## What to produce
Search the records for the string "field", and show each line where it appears.

--

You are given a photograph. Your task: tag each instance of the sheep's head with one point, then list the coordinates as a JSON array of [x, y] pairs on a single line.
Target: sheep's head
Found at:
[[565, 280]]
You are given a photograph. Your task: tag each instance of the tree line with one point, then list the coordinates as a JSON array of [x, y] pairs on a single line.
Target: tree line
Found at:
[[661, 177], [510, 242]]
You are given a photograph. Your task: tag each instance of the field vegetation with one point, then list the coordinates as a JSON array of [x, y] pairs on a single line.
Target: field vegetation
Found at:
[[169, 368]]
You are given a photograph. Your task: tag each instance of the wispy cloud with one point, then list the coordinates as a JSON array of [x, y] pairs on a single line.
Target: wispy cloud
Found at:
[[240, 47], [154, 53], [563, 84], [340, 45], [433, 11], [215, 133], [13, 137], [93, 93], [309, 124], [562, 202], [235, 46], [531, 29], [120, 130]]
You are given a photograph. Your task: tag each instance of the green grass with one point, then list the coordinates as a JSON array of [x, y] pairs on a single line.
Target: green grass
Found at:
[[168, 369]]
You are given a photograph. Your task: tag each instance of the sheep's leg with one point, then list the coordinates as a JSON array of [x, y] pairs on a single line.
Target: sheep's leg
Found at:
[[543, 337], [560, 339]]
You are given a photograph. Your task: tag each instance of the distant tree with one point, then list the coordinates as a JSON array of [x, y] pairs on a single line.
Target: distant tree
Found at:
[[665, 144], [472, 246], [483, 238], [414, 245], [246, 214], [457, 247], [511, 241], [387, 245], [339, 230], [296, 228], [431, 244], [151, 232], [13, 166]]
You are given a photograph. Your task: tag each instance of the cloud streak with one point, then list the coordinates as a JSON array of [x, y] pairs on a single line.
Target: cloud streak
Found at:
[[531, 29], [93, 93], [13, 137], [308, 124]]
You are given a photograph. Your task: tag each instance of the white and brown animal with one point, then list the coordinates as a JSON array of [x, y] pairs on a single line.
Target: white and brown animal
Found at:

--

## Result
You are given a photograph. Your task: tag each instance of the field vegetation with one point, then list the coordinates as a JSON array of [x, y] pairs on a single line.
Target: field vegetation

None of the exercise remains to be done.